Directions — Rewrite each of the rows below with "scene" replaced by "image" and everything else left unchanged. Leave the pictures out of your answer.

++++ Provided data

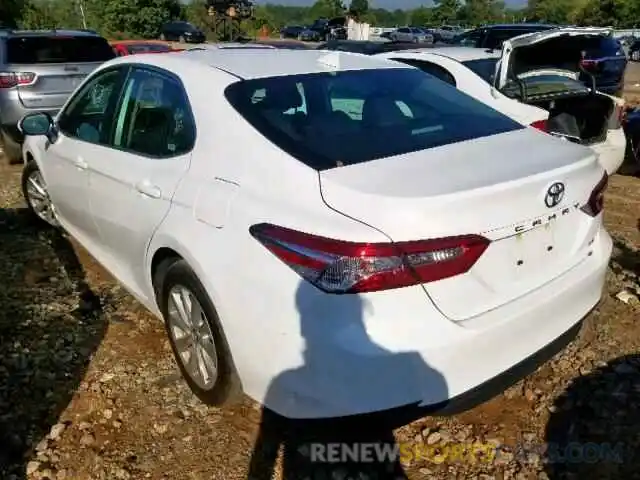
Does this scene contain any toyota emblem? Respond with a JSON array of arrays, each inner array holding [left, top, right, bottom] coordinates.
[[544, 182, 564, 208]]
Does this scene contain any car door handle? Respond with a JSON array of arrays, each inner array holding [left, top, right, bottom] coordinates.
[[136, 180, 162, 198], [73, 157, 89, 170]]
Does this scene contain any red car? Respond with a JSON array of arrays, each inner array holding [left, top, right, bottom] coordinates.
[[110, 40, 182, 57]]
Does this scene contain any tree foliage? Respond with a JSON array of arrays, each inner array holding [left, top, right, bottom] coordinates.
[[0, 0, 640, 38]]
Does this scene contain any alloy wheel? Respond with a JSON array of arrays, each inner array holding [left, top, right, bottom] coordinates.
[[167, 285, 218, 390], [26, 170, 60, 227]]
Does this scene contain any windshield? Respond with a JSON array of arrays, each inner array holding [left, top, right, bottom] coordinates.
[[583, 37, 624, 59], [127, 43, 171, 55], [462, 58, 498, 83], [7, 36, 115, 64], [225, 68, 524, 170]]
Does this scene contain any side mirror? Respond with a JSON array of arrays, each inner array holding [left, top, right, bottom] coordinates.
[[18, 112, 53, 135]]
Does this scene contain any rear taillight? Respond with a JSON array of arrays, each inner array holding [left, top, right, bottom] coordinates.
[[582, 172, 609, 217], [249, 223, 490, 294], [0, 72, 36, 88], [529, 120, 547, 132], [580, 60, 598, 70], [607, 105, 627, 130]]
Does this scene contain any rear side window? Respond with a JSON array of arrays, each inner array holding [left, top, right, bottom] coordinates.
[[392, 58, 456, 87], [225, 68, 524, 170], [7, 36, 115, 64], [462, 58, 498, 83], [452, 30, 483, 47]]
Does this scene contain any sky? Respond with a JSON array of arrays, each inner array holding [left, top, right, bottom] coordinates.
[[254, 0, 527, 10]]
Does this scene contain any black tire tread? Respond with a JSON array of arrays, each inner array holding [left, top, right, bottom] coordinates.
[[159, 258, 242, 407]]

++++++++

Completed exercise —
Does this image contain any toyota emblem? Respond with a JSON array of arrays, each inner array holding [left, top, right, bottom] coordinates.
[[544, 182, 564, 208]]
Does this image contain any car door handle? Respond with a JSON array of arrays, each inner array holding [left, top, right, bottom] coordinates.
[[136, 180, 162, 198], [73, 157, 89, 170]]
Does this image contain any red car? Respond with a JSON array of arrays, each inner array holding [left, top, right, bottom] coordinates.
[[110, 40, 182, 57]]
Does this image contain any tree foliage? Respond with a JSON array of arrays, each inner array holding [left, top, right, bottom] coordinates.
[[0, 0, 640, 38]]
Does this image contain any alloy wheel? Respond with a JSON array of arrays, each inner array holding [left, top, right, bottom] coordinates.
[[167, 285, 218, 390], [26, 170, 60, 227]]
Does this image contain any windshield? Respond with a JSON array of arrays, each inner array holding [left, top, right, bottom] coordinates.
[[583, 37, 624, 59], [127, 43, 171, 55], [462, 58, 498, 83], [7, 36, 115, 64], [225, 68, 524, 170]]
Does this image contain any side mirror? Respond with a JSON array of arrays, each inner array holding [left, top, right, bottom] coordinates.
[[18, 112, 53, 135]]
Does this image contain any rear taillight? Respond with a JSON array of arrays, each inner array holding [left, top, right, bottom] coordinates.
[[582, 172, 609, 217], [249, 223, 490, 294], [0, 72, 36, 88], [529, 120, 547, 132], [580, 60, 598, 70], [607, 105, 627, 130]]
Does this image contain any rear side window? Respond with a JSON array of arrays, each inner array holding [left, top, right, bottom] coordinates.
[[392, 58, 456, 87], [225, 68, 524, 170], [7, 36, 115, 64], [462, 58, 498, 83], [452, 30, 483, 47]]
Does this image contain any sky? Respond with a JSON array of arrays, each inner array holding [left, top, right, bottom] coordinates.
[[254, 0, 527, 10]]
Does this image contain any black tire tread? Respond with a JSON array of arrays, each inner array holding [left, top, right, bottom] coordinates.
[[159, 258, 242, 407]]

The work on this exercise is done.